::: RECORD EXCERPTS :::
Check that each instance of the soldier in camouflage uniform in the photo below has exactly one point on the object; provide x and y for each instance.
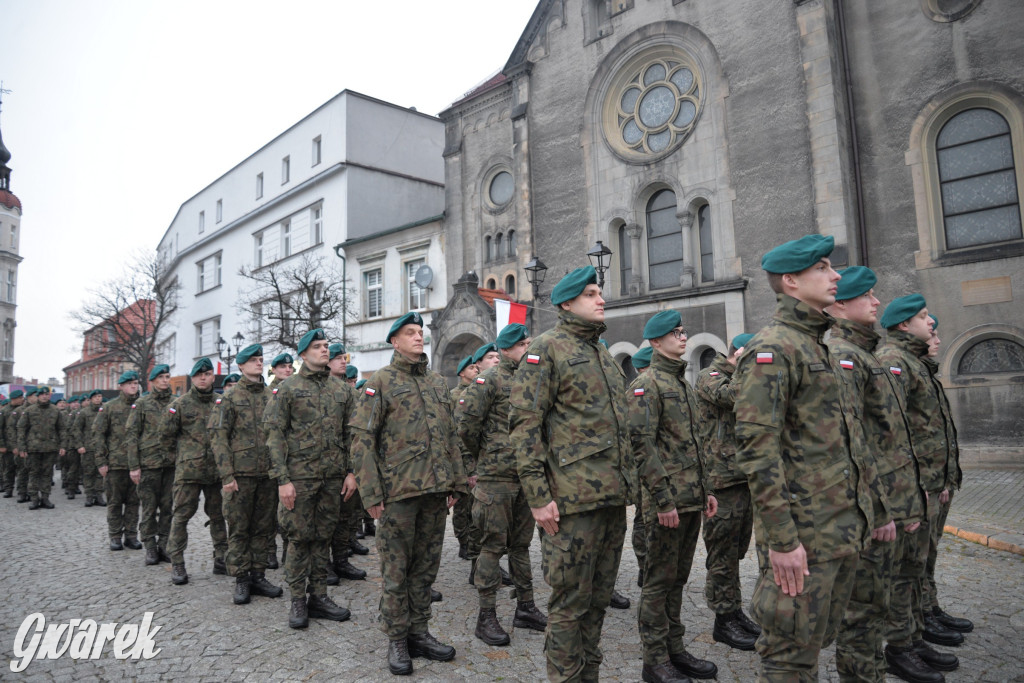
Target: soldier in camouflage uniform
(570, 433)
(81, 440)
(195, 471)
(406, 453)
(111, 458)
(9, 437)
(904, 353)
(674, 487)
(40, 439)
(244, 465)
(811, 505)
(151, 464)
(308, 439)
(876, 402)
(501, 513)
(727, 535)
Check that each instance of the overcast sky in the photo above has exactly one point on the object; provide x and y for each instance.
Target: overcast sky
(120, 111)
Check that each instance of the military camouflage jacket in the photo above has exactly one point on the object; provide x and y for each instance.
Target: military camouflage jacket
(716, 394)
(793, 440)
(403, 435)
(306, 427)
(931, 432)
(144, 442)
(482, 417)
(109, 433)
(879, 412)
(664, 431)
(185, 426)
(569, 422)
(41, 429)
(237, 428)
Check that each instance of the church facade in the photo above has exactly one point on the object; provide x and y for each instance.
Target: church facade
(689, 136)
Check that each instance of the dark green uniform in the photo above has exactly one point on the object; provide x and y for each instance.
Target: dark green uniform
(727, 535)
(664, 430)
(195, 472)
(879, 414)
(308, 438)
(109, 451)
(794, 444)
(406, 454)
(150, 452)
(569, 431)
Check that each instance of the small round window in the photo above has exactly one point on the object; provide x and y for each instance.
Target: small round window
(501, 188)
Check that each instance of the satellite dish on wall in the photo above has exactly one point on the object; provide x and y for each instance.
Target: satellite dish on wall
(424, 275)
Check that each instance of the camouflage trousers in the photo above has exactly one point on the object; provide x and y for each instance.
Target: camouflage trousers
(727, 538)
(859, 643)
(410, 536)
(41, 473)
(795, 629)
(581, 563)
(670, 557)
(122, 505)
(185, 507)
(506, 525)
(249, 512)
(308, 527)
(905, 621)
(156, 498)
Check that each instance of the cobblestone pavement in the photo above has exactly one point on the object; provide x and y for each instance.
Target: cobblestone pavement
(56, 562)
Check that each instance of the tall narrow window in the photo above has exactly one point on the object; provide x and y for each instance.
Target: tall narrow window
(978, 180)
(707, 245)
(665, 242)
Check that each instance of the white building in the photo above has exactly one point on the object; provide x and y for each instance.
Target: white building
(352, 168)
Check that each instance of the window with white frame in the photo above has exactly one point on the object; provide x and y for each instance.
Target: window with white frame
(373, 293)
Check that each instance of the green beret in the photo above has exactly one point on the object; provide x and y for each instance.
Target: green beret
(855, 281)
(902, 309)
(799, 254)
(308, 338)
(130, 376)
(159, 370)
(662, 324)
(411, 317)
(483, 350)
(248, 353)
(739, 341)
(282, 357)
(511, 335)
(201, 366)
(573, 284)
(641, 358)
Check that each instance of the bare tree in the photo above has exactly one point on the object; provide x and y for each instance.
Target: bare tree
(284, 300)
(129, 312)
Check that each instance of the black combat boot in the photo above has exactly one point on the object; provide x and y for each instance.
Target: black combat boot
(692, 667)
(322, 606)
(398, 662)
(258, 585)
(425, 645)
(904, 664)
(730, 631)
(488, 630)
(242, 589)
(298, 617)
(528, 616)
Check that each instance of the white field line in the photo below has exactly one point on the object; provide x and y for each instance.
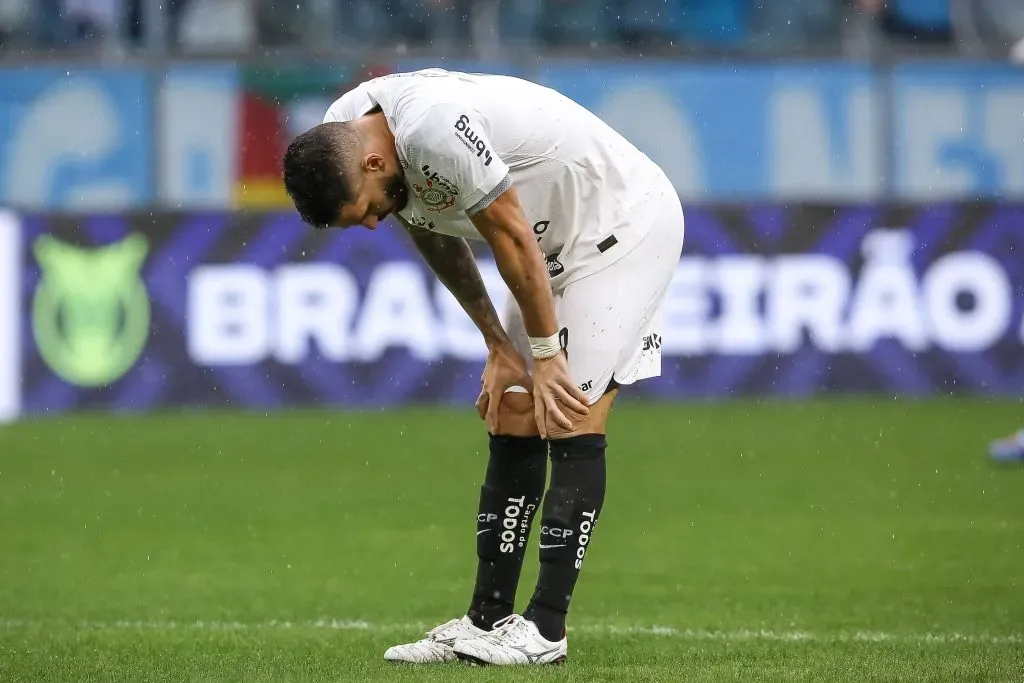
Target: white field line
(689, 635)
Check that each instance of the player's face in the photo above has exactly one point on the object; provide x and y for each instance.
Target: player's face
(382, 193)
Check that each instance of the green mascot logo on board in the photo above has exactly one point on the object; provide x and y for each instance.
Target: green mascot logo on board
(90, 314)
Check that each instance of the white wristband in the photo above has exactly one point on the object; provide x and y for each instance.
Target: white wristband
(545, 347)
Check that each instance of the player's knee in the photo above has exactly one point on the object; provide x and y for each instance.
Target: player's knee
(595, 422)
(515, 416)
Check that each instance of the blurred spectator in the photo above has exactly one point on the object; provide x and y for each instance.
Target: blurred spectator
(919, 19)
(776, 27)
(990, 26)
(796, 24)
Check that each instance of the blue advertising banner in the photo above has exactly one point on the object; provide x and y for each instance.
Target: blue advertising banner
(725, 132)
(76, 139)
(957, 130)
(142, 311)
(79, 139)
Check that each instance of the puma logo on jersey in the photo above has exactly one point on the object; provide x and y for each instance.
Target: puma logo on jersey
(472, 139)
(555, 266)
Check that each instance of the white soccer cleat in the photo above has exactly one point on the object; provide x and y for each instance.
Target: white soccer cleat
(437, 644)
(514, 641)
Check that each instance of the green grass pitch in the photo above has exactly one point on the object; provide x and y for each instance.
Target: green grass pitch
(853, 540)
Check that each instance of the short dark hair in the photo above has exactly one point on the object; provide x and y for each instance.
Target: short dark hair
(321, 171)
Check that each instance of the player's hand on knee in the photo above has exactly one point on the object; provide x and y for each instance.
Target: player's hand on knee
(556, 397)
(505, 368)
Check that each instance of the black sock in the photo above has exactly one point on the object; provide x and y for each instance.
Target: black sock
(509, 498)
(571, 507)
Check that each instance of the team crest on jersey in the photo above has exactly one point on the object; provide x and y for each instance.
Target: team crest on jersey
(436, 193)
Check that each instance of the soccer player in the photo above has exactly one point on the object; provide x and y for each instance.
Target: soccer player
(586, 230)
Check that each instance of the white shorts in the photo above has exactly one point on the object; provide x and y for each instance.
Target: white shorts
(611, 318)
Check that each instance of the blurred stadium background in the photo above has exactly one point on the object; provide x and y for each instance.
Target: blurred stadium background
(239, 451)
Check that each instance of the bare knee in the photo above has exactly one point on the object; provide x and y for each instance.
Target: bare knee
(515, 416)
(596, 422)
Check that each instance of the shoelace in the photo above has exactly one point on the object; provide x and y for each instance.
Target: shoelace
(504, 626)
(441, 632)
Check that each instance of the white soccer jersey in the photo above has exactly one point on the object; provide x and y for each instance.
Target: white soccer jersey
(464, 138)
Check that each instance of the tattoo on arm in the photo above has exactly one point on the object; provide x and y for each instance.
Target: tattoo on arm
:::
AIM OF THE TASK |
Rewrite the items from the line with "Check that each instance of the team" through the end of the items, changing every "soccer" to "football" and keeping everything else the same. Give back only those lines.

TASK SOLUTION |
Check that each instance of the team crest on jersey in the photo above has exactly one point on the object; provide x and y for each instance.
Target: team crest on jersey
(436, 193)
Check that each instance of the football player in the photo above has exactly one point on the object; provide x and y for each instance.
Target: football player
(586, 230)
Check that each instance of the white shorts in the photo above has exactly one point on the object; provide x and y for each instance.
Target: white shorts
(611, 318)
Check that each instance of the blurred stadium background in the photo above has exactly one point on the object; provide x and y for each instance.
Target: blurred stadium background
(239, 451)
Check that each instance of the bare knee in the photo above has exactly one point on the object; provide x and y for each instance.
Target: bare knee
(515, 416)
(596, 422)
Check that each instance of the shoelace in the photo above has exactly one point on the object; provide x and y for each instance.
Target: shoelace
(504, 626)
(441, 632)
Check that each instance of the white football jersey in the photo above has exactly one point on the object; provide x and y for each instance.
Target: white football jersey
(464, 138)
Check that each instance of the tattoo on arm in the photo above has exactly one point on the object; provide x and y for each instance.
Target: tattoo on arm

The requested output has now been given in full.